**Directions for this task**
Can you substitute "fill rule" for every "ring rule" in the rows below and give them again with nothing else changed?

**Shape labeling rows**
##########

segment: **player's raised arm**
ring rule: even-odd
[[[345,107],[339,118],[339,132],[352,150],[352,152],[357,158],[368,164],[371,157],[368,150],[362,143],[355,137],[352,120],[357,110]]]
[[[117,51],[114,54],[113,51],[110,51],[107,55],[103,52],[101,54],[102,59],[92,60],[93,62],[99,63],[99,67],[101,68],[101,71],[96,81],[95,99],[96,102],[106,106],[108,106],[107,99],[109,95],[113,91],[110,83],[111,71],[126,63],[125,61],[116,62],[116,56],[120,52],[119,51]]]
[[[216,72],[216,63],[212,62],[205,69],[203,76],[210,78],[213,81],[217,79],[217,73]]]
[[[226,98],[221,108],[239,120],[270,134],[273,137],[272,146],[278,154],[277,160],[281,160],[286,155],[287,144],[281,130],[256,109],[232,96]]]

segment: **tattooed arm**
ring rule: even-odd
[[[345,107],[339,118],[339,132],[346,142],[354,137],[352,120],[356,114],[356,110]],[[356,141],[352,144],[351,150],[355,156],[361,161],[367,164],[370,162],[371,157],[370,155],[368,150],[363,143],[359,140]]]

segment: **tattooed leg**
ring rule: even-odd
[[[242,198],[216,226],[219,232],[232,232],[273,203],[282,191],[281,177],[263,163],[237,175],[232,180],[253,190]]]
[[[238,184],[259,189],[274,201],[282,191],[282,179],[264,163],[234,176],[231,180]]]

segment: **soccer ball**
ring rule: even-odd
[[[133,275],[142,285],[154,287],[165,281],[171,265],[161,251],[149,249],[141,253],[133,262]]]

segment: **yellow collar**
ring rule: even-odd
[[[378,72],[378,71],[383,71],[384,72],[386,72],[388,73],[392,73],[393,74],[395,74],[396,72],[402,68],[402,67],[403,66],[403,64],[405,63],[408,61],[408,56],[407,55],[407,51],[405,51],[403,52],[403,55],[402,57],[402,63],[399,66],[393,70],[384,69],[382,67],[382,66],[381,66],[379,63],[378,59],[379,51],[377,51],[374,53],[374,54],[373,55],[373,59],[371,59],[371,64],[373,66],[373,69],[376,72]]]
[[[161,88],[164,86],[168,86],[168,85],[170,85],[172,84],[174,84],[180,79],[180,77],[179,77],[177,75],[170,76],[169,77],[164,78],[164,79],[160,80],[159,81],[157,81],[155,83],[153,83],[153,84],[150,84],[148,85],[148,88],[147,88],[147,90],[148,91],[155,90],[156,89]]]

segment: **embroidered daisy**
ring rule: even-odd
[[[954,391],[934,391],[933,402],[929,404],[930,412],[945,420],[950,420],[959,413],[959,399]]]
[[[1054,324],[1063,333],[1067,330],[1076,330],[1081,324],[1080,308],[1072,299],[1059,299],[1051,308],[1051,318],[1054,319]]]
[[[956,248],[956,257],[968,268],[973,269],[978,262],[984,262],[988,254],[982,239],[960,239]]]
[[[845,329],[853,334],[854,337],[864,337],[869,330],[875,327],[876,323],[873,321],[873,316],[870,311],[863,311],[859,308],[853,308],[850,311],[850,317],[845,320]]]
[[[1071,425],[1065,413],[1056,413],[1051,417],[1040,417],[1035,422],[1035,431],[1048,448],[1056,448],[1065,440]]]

##########

**Result of the exercise**
segment: **player's raised arm**
fill rule: even-odd
[[[345,107],[339,118],[339,132],[352,150],[352,152],[357,158],[368,164],[371,157],[368,150],[362,143],[355,137],[352,120],[357,110]]]
[[[117,51],[114,54],[113,51],[110,51],[107,55],[103,52],[101,54],[102,59],[92,60],[93,62],[99,63],[99,67],[101,68],[101,71],[96,81],[95,99],[96,102],[106,106],[108,106],[107,99],[109,95],[113,91],[110,83],[111,71],[126,63],[125,61],[116,62],[116,56],[120,52],[119,51]]]
[[[216,72],[216,63],[212,62],[205,69],[203,76],[210,78],[213,81],[217,79],[217,73]]]
[[[226,98],[221,108],[239,120],[270,134],[273,137],[272,146],[278,154],[277,160],[281,160],[286,155],[287,144],[281,130],[256,109],[232,96]]]

segment: **tattooed arm**
fill rule: even-odd
[[[345,107],[339,118],[339,132],[346,142],[354,137],[352,120],[356,114],[356,110]],[[356,141],[352,144],[351,150],[355,156],[361,161],[367,164],[370,162],[371,157],[370,155],[368,150],[363,143],[359,140]]]

segment: **tattooed leg**
fill rule: even-odd
[[[242,198],[216,226],[219,232],[232,232],[273,203],[282,191],[281,177],[263,163],[237,175],[232,180],[253,190]]]
[[[238,184],[259,189],[274,201],[282,191],[282,179],[264,163],[234,176],[231,180]]]

segment: **soccer ball**
fill rule: even-odd
[[[133,275],[142,285],[154,287],[165,281],[171,265],[161,251],[149,249],[141,253],[133,262]]]

segment: **yellow collar**
fill rule: even-odd
[[[378,72],[378,71],[383,71],[384,72],[386,72],[388,73],[392,73],[393,74],[395,74],[396,72],[402,68],[402,67],[403,66],[403,64],[405,63],[408,61],[408,56],[407,55],[407,51],[405,51],[403,52],[403,55],[402,57],[402,63],[399,66],[393,70],[384,69],[382,67],[382,66],[381,66],[379,63],[378,59],[379,51],[377,51],[374,53],[374,54],[373,55],[373,59],[371,59],[371,64],[373,66],[373,69],[376,72]]]
[[[161,88],[164,86],[168,86],[168,85],[170,85],[172,84],[174,84],[180,79],[180,77],[179,77],[177,75],[170,76],[169,77],[164,78],[164,79],[160,80],[159,81],[157,81],[155,83],[153,83],[153,84],[150,84],[148,85],[148,88],[147,88],[147,90],[148,91],[155,90],[156,89]]]

segment: **embroidered daisy**
fill rule: even-odd
[[[954,391],[934,391],[933,402],[929,404],[930,412],[945,420],[950,420],[959,413],[959,399]]]
[[[1054,324],[1063,333],[1067,330],[1076,330],[1081,324],[1080,308],[1072,299],[1059,299],[1051,308],[1051,318],[1054,319]]]
[[[956,248],[956,257],[968,268],[973,269],[978,262],[984,262],[988,254],[982,239],[960,239]]]
[[[845,329],[853,334],[854,337],[864,337],[869,330],[875,327],[876,323],[873,321],[873,316],[870,311],[863,311],[859,308],[853,308],[850,311],[850,317],[845,320]]]
[[[1071,425],[1065,413],[1056,413],[1051,417],[1040,417],[1035,422],[1035,431],[1048,448],[1056,448],[1065,440]]]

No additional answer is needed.